**TASK INPUT**
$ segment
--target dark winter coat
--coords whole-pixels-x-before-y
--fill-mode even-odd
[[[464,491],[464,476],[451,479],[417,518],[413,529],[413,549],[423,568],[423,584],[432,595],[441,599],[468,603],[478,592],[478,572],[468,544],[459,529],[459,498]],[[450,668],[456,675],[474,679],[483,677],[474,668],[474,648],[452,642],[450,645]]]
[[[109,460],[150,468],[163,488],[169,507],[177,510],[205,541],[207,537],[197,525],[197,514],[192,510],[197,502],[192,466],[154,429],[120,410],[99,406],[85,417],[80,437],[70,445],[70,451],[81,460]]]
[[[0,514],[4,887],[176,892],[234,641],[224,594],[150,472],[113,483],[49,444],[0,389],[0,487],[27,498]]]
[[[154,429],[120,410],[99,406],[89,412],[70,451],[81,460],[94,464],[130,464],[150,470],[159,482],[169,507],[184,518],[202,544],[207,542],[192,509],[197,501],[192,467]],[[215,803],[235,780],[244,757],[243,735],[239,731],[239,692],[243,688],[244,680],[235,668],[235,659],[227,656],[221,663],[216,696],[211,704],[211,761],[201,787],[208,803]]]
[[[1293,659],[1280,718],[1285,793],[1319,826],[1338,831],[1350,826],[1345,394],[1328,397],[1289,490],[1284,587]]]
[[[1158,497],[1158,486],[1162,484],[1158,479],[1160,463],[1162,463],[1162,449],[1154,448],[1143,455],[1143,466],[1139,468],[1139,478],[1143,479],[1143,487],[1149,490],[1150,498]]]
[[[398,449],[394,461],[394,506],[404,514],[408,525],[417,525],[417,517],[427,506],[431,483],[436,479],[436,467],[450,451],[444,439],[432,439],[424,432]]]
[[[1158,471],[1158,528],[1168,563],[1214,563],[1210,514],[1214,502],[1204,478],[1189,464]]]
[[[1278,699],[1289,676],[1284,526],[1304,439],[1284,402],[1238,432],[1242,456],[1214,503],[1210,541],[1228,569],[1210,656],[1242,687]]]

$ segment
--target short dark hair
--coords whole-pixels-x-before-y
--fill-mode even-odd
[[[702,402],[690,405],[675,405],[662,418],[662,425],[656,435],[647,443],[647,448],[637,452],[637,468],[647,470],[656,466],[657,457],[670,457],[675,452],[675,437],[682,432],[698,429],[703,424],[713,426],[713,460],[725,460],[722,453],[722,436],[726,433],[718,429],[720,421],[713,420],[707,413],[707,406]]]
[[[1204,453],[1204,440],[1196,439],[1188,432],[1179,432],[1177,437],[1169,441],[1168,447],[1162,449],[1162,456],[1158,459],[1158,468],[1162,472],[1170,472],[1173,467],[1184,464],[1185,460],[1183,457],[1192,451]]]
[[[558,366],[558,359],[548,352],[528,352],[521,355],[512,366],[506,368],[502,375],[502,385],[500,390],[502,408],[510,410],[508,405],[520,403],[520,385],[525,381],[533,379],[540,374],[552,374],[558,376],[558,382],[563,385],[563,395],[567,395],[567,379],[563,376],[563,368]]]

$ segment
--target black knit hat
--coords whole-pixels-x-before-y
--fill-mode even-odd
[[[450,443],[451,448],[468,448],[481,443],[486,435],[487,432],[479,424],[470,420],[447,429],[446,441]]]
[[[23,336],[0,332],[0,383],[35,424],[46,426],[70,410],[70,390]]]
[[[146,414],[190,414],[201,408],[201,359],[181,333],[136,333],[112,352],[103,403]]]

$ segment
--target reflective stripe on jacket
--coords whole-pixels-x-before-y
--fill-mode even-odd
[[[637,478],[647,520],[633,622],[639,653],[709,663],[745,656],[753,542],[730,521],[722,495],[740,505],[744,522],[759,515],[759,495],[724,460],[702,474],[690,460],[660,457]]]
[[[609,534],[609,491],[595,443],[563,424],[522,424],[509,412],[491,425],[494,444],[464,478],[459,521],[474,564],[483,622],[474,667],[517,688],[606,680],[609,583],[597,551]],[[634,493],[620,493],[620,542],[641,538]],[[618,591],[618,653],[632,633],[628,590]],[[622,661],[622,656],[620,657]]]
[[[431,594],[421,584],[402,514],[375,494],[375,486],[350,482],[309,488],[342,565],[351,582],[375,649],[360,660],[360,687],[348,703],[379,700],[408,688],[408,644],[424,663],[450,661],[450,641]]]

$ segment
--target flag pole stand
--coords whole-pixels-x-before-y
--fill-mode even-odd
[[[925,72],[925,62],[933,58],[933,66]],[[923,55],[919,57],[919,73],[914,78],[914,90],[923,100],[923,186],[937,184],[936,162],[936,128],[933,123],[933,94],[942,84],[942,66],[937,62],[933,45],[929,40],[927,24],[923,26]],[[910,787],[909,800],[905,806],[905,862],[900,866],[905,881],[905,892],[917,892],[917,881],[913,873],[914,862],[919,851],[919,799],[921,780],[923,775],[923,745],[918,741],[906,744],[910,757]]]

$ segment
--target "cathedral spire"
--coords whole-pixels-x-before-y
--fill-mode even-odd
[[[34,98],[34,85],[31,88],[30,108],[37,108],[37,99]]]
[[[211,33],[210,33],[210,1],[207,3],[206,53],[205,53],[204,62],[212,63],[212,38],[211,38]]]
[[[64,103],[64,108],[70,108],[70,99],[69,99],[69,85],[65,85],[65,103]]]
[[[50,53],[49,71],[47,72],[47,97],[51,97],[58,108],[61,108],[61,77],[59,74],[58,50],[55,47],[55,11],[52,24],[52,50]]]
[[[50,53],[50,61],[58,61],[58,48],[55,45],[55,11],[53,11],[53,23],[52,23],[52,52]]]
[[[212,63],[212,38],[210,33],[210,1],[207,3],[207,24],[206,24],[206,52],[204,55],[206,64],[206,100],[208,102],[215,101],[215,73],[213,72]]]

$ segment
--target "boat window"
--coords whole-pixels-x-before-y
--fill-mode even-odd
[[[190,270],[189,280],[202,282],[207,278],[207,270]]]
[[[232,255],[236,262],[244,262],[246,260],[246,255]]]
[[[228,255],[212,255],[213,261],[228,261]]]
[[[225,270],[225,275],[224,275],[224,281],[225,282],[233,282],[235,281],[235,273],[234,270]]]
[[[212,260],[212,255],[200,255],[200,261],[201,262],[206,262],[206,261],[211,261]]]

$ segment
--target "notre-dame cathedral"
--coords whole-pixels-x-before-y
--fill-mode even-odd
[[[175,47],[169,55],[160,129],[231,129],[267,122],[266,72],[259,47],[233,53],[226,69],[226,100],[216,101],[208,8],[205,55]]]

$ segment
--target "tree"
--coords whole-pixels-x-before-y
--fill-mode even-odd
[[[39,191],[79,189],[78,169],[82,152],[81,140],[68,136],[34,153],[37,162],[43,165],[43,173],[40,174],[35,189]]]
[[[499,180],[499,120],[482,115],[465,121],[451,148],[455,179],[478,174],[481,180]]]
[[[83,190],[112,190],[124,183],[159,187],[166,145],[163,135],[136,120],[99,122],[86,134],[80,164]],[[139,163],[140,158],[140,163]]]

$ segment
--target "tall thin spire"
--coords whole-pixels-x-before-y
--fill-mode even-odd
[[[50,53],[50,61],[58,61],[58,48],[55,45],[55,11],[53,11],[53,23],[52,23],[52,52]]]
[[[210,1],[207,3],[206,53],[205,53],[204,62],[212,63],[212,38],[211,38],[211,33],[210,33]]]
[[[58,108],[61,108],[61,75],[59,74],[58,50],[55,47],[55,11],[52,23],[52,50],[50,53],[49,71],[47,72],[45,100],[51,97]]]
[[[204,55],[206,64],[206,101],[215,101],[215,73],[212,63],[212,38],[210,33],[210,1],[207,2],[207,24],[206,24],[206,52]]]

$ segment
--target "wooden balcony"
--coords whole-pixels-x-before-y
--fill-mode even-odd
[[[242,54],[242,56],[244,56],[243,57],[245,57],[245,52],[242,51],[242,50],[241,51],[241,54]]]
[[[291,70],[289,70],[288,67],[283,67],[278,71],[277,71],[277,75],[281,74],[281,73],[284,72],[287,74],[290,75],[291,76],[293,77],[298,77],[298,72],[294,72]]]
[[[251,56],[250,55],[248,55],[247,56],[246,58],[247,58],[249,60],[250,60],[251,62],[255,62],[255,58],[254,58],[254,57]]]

**WHAT IS ASKED**
Return every line of the rows above that contains the string "spire", matching case exactly.

**OUTPUT**
--target "cathedral spire"
--target "tall thin spire"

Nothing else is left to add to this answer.